* _Excerpt_
►

Cinda sold 15% of its enlarged share capital in the form of approximately 5.32 billion new H-shares. There is also a 15% greenshoe, which could increase the free-float to $16.9% and the total deal size to about $2.83 billion.
Even without the greenshoe, this is the largest new listing in both Hong Kong and Asia ex-Japan this year, ahead of Sinopec Engineering’s $1.8 billion Hong Kong IPO in May.
The fact that this big a deal can get done this close to year end is a clear sign that China is back in focus. The same trend was seen a couple of weeks ago when Phoenix Healthcare, which owns and operates private-sector hospitals and healthcare clinics in Beijing, attracted more than $5 billion of demand for its $191 million offering. The company received orders from about 300 institutional investors, including European and US accounts.
Hong Kong retail investors, which are good at spotting a “hot” deal, caught on and subscribed to more than 500 times the number of Phoenix shares set aside for them. And they came back in force for Cinda’s significantly larger offering. According to sources, the original 5% retail tranche was about 160 times subscribed, which means it tied up about $20 billion worth of cash.

◄

* _Input data_
►

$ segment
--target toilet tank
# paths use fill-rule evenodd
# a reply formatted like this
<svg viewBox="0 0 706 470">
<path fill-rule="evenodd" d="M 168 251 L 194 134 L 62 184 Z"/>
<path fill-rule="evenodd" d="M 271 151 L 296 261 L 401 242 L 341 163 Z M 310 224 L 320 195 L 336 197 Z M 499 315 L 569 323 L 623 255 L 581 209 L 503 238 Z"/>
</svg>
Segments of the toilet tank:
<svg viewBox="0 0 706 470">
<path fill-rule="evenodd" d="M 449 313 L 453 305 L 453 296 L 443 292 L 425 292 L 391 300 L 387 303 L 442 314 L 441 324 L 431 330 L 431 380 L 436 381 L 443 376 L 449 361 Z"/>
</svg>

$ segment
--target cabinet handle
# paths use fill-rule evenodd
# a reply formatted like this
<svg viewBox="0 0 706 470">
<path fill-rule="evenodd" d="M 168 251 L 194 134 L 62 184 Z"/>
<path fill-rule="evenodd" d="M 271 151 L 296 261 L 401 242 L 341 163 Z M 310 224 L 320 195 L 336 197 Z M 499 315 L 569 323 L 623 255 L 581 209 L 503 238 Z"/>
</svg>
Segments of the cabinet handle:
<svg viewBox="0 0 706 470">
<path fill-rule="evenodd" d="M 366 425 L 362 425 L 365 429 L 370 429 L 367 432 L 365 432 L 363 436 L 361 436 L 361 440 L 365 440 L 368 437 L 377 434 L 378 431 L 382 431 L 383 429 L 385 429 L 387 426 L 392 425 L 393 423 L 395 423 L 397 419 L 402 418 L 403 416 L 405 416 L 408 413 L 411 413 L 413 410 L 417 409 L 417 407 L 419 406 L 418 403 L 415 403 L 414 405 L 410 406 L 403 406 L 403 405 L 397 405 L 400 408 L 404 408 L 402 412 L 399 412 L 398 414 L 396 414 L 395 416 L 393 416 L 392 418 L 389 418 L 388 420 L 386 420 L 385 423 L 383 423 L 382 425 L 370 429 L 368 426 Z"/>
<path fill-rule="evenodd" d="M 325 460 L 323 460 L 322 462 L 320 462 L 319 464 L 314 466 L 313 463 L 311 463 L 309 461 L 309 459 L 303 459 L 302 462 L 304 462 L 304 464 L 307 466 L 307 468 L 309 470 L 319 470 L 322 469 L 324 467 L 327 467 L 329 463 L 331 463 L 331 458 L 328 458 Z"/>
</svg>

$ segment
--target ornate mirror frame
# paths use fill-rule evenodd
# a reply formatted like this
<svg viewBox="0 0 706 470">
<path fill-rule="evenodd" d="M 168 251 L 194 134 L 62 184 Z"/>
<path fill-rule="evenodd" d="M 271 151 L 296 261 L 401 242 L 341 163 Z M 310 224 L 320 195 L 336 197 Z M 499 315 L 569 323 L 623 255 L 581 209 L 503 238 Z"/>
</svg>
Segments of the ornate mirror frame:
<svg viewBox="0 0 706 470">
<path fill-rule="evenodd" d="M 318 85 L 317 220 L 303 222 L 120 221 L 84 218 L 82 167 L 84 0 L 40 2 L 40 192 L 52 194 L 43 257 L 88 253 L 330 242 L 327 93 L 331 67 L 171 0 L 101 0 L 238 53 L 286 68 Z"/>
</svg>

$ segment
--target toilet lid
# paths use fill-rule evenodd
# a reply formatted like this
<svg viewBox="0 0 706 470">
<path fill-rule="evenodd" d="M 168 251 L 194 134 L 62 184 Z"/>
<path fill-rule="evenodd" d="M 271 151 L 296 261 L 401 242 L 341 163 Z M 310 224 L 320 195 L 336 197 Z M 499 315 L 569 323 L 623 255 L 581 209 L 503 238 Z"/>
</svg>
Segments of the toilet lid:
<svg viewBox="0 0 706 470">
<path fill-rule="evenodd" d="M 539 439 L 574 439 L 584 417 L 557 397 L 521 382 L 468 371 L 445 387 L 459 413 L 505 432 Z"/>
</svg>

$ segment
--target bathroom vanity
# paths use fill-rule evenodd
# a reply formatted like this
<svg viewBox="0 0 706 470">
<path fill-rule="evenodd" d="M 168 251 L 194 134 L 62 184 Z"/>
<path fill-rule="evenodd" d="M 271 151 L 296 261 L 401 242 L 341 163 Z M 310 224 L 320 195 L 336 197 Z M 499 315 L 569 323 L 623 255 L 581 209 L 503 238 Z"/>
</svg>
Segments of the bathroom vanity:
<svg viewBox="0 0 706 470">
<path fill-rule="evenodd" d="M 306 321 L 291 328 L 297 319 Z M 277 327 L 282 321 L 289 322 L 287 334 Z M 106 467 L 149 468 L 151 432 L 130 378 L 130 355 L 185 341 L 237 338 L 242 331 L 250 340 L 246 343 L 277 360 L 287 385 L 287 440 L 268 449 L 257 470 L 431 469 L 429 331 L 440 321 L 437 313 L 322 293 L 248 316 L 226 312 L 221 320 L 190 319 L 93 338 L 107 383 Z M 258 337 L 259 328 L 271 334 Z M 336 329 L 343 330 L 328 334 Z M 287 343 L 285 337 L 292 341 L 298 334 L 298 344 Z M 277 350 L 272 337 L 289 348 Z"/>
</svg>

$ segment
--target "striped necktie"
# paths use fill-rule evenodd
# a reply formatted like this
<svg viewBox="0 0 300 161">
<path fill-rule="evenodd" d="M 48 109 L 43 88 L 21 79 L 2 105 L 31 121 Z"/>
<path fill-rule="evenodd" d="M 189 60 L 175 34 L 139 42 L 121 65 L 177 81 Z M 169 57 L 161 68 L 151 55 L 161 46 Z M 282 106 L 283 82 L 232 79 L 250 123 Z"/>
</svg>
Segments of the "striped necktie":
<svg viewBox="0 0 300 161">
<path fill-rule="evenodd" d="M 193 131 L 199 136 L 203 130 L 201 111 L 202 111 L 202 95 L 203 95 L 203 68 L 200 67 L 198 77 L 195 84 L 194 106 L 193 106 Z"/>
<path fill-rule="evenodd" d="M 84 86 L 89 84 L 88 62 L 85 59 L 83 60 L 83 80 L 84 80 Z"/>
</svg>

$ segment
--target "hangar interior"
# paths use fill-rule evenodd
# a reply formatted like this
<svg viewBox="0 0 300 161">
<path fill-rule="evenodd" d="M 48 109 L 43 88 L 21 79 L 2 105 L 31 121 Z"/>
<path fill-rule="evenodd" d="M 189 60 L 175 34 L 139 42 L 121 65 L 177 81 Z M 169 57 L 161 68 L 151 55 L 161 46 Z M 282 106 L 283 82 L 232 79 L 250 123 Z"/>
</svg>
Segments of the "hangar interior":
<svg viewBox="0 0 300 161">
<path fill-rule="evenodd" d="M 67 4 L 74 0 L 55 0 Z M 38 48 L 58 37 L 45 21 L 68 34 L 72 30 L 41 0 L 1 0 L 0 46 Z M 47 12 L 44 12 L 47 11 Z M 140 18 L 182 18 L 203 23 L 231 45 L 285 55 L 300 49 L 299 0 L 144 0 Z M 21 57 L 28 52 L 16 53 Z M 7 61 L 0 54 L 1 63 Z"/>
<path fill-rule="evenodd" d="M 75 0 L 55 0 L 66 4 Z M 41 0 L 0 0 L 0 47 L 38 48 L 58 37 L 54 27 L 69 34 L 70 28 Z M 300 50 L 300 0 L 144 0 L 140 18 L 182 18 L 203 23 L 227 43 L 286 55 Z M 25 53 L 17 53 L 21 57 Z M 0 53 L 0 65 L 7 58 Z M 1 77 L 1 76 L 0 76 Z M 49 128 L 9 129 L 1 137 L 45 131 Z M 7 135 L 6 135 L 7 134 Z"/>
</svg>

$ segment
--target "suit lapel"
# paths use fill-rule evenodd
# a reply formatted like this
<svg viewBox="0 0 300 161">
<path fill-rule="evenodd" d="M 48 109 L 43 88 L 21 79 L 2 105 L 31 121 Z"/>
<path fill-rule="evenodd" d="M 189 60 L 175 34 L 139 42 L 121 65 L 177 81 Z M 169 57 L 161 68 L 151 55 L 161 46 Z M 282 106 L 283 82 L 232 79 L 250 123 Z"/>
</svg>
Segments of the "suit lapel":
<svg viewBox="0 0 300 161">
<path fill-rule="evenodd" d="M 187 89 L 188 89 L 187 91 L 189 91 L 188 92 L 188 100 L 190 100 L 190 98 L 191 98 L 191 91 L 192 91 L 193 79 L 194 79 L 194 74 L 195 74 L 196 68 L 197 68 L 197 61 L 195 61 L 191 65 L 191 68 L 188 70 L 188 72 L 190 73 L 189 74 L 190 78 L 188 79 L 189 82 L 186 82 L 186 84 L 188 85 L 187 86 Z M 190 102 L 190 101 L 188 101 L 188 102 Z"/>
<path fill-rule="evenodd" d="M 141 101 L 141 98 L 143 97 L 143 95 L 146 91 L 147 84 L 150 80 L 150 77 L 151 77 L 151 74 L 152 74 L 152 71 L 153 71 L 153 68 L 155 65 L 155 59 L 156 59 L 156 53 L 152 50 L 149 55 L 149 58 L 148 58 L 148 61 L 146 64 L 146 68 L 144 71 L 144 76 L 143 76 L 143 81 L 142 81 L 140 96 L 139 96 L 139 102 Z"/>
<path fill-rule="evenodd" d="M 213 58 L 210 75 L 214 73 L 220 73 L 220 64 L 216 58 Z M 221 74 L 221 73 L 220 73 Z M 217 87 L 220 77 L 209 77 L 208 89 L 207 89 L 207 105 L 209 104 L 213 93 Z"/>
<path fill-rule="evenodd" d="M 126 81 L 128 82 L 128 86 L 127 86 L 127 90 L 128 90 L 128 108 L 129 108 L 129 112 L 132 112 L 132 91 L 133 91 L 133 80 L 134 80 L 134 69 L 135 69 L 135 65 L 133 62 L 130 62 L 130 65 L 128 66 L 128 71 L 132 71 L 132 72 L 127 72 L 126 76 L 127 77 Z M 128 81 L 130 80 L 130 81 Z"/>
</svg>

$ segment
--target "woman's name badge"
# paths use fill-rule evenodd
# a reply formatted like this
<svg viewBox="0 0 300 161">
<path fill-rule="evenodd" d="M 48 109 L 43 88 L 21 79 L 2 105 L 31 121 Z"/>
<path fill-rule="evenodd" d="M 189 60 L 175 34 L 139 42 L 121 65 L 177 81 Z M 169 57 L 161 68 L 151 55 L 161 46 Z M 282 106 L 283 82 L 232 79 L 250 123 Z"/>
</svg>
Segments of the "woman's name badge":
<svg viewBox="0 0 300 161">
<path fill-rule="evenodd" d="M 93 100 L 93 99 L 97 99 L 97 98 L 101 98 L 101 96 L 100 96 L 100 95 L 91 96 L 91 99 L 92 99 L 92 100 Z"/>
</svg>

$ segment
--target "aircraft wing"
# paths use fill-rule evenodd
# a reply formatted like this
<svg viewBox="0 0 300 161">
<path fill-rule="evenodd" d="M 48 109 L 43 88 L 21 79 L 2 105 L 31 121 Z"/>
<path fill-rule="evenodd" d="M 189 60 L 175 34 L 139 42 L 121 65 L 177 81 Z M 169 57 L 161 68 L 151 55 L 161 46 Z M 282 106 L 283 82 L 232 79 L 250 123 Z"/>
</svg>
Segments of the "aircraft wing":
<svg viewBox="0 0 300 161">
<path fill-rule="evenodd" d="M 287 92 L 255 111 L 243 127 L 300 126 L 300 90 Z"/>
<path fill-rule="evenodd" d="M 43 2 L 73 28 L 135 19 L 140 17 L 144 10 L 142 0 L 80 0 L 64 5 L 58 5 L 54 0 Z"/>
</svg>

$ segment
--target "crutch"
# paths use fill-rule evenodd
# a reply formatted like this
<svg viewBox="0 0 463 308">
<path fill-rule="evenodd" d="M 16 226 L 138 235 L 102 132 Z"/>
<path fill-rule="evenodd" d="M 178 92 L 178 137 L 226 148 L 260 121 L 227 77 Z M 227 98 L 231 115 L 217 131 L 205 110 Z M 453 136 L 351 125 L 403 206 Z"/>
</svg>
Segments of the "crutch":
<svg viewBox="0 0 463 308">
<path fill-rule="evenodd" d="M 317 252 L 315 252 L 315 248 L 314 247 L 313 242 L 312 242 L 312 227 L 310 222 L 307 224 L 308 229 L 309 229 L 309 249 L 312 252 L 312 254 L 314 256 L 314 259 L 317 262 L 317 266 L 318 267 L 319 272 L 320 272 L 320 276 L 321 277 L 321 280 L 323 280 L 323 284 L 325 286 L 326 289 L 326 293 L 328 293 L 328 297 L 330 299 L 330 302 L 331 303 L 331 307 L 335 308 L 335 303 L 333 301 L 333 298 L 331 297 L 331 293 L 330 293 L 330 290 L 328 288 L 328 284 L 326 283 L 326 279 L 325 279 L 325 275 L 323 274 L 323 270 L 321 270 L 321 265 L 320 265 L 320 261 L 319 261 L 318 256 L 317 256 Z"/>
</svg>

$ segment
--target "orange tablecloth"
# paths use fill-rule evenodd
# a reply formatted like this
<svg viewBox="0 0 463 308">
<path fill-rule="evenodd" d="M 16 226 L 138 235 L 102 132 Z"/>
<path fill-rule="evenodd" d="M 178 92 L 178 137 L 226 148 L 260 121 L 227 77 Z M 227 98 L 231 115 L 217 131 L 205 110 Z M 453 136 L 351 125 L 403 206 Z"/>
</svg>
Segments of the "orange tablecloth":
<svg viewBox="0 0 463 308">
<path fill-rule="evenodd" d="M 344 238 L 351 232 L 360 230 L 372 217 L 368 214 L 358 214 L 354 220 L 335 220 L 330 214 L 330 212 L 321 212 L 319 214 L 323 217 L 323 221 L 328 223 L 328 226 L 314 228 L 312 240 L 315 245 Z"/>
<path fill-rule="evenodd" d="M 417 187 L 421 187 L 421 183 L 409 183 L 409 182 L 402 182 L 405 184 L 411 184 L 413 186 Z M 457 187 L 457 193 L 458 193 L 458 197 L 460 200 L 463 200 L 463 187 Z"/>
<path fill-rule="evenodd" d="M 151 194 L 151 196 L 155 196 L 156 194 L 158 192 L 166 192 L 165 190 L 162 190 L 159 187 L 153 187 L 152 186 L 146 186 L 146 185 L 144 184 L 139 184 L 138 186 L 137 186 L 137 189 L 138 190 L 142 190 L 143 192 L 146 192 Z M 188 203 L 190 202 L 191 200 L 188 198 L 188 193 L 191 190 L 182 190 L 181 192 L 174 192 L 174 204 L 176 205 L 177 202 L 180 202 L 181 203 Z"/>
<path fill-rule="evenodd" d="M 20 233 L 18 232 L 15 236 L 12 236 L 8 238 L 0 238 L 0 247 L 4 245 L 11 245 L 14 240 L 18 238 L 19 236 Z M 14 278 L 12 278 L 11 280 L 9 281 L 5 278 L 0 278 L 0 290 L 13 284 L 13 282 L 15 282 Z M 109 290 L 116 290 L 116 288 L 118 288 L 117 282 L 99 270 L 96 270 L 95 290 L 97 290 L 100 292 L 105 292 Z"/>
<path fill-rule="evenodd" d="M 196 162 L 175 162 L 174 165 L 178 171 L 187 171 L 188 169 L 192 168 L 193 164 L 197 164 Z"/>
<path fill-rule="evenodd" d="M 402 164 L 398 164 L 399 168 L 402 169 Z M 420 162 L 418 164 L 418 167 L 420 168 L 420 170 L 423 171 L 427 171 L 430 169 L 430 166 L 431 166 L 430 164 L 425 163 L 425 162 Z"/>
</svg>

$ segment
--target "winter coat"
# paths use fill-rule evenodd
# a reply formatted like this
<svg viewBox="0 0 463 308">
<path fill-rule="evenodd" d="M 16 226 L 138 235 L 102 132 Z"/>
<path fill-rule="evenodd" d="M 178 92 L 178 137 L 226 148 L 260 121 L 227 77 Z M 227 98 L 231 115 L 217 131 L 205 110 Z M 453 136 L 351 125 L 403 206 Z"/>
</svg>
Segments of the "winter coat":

◄

* _What is expected_
Print the text on Cinda's Hong Kong share offering in full, word for word. Nothing in the records is relevant here.

* _Exercise answer_
Cinda sold 15% of its enlarged share capital in the form of approximately 5.32 billion new H-shares. There is also a 15% greenshoe, which could increase the free-float to $16.9% and the total deal size to about $2.83 billion.
Even without the greenshoe, this is the largest new listing in both Hong Kong and Asia ex-Japan this year, ahead of Sinopec Engineering’s $1.8 billion Hong Kong IPO in May.
The fact that this big a deal can get done this close to year end is a clear sign that China is back in focus. The same trend was seen a couple of weeks ago when Phoenix Healthcare, which owns and operates private-sector hospitals and healthcare clinics in Beijing, attracted more than $5 billion of demand for its $191 million offering. The company received orders from about 300 institutional investors, including European and US accounts.
Hong Kong retail investors, which are good at spotting a “hot” deal, caught on and subscribed to more than 500 times the number of Phoenix shares set aside for them. And they came back in force for Cinda’s significantly larger offering. According to sources, the original 5% retail tranche was about 160 times subscribed, which means it tied up about $20 billion worth of cash.